-- Your task --
Find the line holding "box: [162, 125, 600, 398]" in the entries below. Give it again exactly, along with every line after it up to and including the line holding "positive clicks: (288, 387)".

(Information given)

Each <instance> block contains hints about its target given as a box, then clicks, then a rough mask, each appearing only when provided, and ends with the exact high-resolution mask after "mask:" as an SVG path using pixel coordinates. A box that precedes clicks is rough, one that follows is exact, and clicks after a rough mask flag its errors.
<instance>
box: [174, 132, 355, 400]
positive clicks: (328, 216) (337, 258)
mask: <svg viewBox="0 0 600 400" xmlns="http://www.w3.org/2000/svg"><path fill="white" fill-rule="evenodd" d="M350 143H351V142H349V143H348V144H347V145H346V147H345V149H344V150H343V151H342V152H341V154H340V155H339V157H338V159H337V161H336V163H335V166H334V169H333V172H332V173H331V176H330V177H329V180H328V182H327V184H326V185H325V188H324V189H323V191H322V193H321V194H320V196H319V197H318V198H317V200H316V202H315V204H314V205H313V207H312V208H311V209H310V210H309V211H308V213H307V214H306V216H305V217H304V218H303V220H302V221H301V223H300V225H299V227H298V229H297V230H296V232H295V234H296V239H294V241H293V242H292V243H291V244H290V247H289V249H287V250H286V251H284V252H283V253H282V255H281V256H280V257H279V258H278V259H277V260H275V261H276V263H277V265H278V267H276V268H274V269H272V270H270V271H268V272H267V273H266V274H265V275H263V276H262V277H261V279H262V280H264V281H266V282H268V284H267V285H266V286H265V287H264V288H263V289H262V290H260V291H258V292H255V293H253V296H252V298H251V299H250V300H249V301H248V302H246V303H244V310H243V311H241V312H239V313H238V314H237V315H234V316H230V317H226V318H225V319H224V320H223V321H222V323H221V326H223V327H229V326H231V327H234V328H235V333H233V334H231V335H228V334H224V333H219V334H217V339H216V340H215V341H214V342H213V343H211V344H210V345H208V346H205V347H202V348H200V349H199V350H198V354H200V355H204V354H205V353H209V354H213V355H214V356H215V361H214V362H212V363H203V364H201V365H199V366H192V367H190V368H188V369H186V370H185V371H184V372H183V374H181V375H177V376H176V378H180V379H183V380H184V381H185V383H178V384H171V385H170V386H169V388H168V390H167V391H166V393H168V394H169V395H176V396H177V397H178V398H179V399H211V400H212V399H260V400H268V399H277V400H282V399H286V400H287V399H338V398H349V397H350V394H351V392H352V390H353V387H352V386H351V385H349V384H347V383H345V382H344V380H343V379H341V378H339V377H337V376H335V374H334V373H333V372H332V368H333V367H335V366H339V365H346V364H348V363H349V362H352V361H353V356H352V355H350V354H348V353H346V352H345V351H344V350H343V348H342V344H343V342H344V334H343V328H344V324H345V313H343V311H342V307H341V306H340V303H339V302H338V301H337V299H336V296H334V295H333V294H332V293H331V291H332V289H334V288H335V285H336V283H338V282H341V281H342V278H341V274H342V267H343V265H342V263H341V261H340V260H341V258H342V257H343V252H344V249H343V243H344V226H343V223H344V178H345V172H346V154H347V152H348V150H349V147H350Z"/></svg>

(End Information given)
(Information given)

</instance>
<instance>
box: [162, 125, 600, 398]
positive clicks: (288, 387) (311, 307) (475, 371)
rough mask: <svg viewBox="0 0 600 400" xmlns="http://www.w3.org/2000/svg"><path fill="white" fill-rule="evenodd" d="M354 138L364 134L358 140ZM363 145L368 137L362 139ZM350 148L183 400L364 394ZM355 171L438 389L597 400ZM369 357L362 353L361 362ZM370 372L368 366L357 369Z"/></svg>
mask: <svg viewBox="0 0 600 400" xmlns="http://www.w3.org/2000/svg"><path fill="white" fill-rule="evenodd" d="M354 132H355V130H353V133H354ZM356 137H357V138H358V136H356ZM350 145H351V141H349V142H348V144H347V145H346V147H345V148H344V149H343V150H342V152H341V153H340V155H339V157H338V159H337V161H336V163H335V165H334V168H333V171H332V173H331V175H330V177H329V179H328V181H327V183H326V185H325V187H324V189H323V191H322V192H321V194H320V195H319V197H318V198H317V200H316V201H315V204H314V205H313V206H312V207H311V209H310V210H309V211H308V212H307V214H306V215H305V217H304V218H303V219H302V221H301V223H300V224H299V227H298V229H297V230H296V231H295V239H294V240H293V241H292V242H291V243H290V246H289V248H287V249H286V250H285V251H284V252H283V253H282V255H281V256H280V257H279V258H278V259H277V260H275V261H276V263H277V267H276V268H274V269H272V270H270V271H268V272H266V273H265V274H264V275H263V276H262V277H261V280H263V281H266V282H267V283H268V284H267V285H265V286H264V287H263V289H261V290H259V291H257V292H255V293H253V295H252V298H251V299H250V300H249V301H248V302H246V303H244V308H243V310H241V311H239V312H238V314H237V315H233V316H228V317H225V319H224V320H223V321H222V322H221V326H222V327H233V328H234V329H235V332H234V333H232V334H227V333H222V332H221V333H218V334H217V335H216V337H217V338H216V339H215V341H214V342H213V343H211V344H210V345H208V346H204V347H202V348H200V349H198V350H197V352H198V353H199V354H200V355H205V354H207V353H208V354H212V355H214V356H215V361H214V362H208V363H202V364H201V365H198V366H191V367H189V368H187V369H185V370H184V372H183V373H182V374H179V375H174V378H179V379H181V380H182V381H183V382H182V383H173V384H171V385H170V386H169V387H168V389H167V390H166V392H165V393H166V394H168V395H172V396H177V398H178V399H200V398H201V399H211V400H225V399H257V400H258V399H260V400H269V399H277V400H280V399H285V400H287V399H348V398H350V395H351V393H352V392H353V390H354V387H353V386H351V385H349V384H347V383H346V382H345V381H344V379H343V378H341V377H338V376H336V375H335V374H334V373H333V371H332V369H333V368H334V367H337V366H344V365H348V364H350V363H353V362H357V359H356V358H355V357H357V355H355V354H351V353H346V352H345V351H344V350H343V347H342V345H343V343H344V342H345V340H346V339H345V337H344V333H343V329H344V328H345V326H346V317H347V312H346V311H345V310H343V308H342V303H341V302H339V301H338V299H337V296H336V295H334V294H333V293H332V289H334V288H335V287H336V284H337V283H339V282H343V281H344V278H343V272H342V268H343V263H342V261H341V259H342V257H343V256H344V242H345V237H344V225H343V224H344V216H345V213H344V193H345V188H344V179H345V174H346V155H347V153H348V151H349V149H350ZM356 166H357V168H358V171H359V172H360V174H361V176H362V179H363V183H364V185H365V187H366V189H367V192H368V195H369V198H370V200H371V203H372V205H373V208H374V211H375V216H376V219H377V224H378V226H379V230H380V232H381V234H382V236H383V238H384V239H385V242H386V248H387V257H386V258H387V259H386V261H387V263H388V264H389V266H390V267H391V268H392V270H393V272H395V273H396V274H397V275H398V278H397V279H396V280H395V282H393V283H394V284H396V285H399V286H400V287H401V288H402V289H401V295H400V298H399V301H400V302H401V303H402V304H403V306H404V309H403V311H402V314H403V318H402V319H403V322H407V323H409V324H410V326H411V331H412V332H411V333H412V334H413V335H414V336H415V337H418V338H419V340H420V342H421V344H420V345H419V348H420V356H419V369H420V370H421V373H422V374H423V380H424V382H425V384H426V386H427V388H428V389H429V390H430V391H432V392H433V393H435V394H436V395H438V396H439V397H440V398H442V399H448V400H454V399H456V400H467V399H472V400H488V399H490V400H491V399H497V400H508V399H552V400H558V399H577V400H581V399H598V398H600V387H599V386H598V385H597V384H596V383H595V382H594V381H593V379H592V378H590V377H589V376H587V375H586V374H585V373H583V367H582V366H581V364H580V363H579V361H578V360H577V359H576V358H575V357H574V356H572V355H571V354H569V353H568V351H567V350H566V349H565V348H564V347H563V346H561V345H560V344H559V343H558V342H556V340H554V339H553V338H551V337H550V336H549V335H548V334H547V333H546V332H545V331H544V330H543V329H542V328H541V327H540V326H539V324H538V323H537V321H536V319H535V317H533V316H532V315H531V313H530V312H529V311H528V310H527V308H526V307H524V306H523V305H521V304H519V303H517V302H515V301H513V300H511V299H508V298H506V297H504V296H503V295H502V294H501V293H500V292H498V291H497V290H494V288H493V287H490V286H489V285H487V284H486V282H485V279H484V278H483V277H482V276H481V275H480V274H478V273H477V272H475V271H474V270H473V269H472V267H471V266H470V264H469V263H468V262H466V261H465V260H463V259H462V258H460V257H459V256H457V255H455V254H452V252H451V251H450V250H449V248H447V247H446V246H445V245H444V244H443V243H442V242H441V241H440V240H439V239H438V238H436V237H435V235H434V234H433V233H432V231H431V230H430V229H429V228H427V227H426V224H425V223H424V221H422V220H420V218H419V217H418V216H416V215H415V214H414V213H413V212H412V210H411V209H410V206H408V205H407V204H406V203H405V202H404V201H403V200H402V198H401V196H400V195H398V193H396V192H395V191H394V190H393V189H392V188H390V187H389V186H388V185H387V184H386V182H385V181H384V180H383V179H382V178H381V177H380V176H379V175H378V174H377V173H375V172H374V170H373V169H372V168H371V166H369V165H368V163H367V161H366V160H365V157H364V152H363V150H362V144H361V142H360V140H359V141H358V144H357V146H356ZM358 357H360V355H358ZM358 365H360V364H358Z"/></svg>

(End Information given)
(Information given)

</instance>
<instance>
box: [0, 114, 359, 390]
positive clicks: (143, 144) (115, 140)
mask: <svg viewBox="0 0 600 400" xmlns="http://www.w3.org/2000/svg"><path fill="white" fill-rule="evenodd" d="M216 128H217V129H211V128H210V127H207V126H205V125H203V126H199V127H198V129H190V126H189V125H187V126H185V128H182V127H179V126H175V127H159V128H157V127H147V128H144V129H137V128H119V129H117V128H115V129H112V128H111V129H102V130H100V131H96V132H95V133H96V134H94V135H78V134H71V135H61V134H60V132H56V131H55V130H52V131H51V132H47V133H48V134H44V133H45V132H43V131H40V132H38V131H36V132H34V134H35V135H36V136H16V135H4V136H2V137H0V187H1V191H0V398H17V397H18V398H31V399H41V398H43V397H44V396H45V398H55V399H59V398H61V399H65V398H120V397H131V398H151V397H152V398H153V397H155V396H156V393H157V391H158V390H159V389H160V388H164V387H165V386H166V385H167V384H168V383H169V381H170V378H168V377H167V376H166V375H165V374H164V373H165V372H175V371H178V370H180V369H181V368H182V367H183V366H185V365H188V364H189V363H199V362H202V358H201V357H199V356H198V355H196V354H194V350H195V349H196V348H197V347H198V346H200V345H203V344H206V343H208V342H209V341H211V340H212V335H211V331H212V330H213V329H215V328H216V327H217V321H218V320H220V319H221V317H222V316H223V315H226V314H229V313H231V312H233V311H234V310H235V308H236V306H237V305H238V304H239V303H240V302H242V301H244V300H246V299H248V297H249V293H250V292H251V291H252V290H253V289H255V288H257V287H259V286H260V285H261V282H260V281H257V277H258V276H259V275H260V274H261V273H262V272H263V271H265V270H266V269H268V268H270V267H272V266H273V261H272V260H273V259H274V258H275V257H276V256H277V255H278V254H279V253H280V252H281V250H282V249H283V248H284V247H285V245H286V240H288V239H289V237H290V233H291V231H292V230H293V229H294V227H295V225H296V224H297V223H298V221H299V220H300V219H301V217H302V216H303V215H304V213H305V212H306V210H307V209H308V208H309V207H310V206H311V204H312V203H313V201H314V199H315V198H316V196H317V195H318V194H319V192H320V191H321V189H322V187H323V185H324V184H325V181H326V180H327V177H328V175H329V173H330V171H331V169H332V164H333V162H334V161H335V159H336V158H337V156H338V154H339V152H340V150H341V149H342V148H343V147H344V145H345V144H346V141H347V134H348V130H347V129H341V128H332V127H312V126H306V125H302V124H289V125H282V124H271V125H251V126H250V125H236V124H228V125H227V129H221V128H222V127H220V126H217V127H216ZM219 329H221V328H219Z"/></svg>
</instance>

(End Information given)

-- Solution to this exercise --
box: [162, 125, 600, 398]
positive clicks: (288, 387) (311, 307) (475, 371)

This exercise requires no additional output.